▸ TASK: In the discussion about dating Gobekli Tepe, how old is Gobekli Tepe currently dated to be?

▸ PAGE EXCERPT:
--- --- ---
Gobekli Tepe is currently dated around 12,000 years old, but someone I know is in denial of this as they believe humanity was created around 6000 years ago (Biblical chronology believer). They assert that Gobekli Tepe (and all other sites that prove human existence) dated over 6000 years are not valid as they rely on carbon dating. I'm not an expert by any means, and would appreciate any sources that prove the age of historical sites 6000+ years that do not rely on carbon dating, or how Tepe is currently being dated. Thank you in advance.
A lot of people here have said, essentially, you're probably wasting your time. And that might be true. But I want to encourage you to try.When I was a teen one of my friends (and his family) was a Creationist, and he got me interested in it. Reading the Answers in Genesis magazine made me question a lot of what I heard in Biology class at school, and I think subconsciously I probably liked the idea that I knew something the so-called adult experts didn't understand.
--- --- ---
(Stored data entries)

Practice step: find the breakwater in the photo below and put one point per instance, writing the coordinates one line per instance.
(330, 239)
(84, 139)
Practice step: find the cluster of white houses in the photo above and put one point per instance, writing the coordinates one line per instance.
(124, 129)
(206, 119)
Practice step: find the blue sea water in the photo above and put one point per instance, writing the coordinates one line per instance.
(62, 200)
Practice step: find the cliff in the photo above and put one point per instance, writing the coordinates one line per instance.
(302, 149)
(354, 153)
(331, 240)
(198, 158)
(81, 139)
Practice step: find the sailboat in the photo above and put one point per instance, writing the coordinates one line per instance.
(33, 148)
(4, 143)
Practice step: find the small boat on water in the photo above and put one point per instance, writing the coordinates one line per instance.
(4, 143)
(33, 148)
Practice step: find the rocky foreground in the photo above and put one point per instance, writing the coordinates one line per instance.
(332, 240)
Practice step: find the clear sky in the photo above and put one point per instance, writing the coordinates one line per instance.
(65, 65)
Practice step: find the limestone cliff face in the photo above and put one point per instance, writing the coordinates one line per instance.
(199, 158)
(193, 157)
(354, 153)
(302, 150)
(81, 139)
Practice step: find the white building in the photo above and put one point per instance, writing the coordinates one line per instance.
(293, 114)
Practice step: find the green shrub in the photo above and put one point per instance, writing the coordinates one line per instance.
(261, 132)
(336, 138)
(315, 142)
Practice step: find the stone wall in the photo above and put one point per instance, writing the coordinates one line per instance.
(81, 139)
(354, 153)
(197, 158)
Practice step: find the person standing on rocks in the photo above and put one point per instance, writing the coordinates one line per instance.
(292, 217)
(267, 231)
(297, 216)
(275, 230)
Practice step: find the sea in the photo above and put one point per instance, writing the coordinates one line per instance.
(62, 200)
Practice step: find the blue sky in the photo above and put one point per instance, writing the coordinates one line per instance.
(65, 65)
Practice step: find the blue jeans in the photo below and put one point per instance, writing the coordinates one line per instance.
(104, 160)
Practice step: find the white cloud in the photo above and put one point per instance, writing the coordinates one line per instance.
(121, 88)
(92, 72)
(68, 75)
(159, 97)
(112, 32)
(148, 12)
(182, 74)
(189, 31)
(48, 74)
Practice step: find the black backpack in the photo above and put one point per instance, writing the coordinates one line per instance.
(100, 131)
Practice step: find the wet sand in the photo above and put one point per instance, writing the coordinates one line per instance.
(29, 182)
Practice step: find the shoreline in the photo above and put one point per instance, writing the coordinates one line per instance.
--- --- ---
▸ EXERCISE RESULT: Around 12,000 years old.